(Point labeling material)

——

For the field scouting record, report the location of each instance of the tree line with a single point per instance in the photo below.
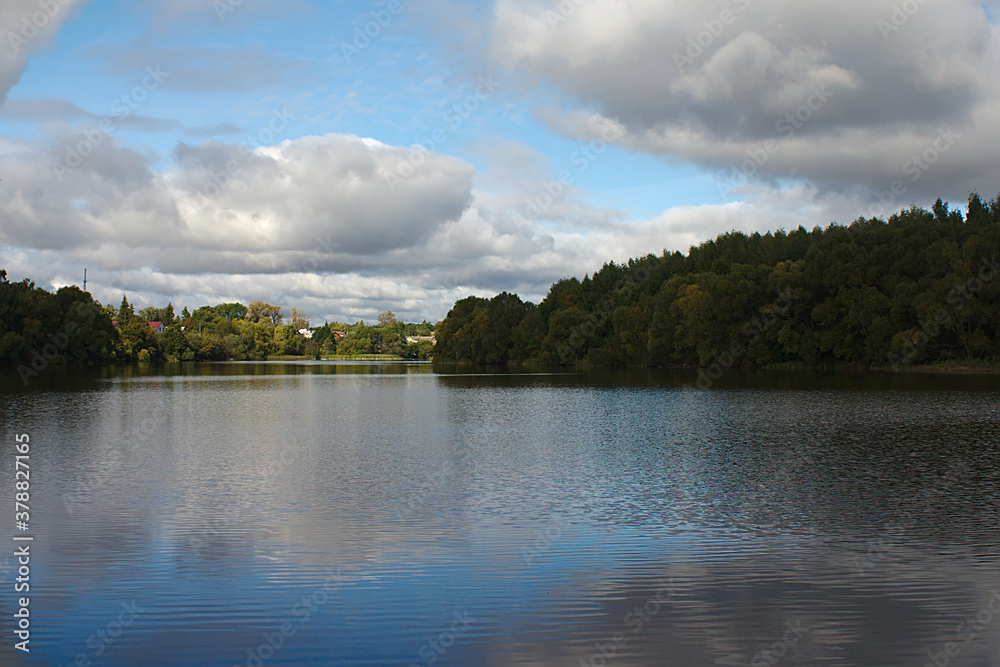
(920, 287)
(39, 328)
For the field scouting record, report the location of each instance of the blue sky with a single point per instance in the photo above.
(653, 154)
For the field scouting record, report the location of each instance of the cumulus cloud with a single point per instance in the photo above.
(843, 95)
(313, 224)
(25, 27)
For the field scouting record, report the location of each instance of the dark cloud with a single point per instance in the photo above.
(867, 87)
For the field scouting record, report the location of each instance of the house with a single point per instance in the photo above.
(158, 327)
(417, 339)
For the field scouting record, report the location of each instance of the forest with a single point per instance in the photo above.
(918, 288)
(39, 328)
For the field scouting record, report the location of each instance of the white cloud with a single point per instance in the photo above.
(710, 82)
(25, 27)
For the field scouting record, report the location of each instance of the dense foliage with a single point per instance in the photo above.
(921, 287)
(39, 329)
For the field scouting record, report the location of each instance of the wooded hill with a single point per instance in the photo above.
(921, 287)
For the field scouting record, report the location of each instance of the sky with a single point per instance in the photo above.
(345, 158)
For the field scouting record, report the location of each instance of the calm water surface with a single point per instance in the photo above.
(338, 514)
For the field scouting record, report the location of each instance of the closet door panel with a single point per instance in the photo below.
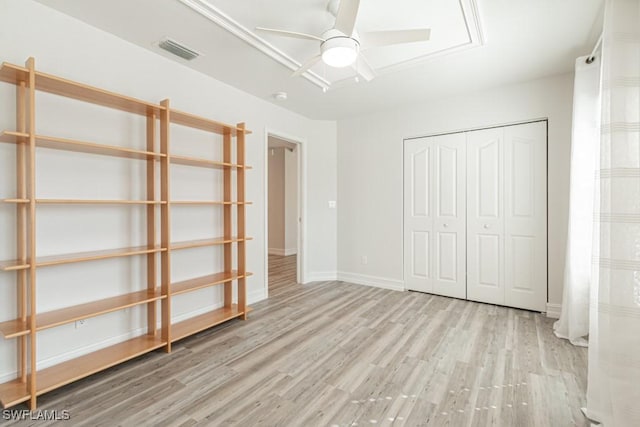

——

Written problem
Output the lines of the material above as a JSON list of strings, one string per line, skipping blank lines and leaving out the pictures.

Response to this exercise
[
  "For the field scouting record, report the location of each instance of the tree line with a single point per instance in the photo below.",
  "(920, 287)",
  "(39, 328)",
  "For the field scouting record, report the location of each instance of the blue sky with a single point per instance in the photo above.",
  "(653, 154)",
  "For the field scouting record, report the location of each instance of the cumulus cloud with a single point per instance in the photo above.",
  "(843, 95)",
  "(313, 224)",
  "(25, 27)",
  "For the field scouting record, report the location of each instance of the dark cloud with a single point per instance in the photo above.",
  "(867, 87)",
  "For the field scouting record, report the location of each instance of the house with a single point per instance in the photo above.",
  "(158, 327)",
  "(417, 339)",
  "For the field scouting record, report the location of each instance of the forest with a single point per instance in the photo above.",
  "(918, 288)",
  "(39, 328)",
  "For the field scouting record, report the location of each instance of the white cloud with a single point per instance in the photo above.",
  "(710, 82)",
  "(25, 27)",
  "For the field scouting record, report the location of each instance of the dense foliage with a single point per instance in the photo above.",
  "(921, 287)",
  "(39, 329)",
  "For the field scouting record, report the location of each instance of the wooded hill with a single point per instance in the photo above.",
  "(921, 287)",
  "For the field scouting record, report the location of each instance of the sky with a single point per instance in the photo above.",
  "(345, 158)",
  "For the field scouting record, report the location of each instance of the calm water surface with a single point per instance in the photo above.",
  "(338, 514)",
  "For the field scouting record, report the location of each instance of the closet door panel with a single point per instance in the photo below."
]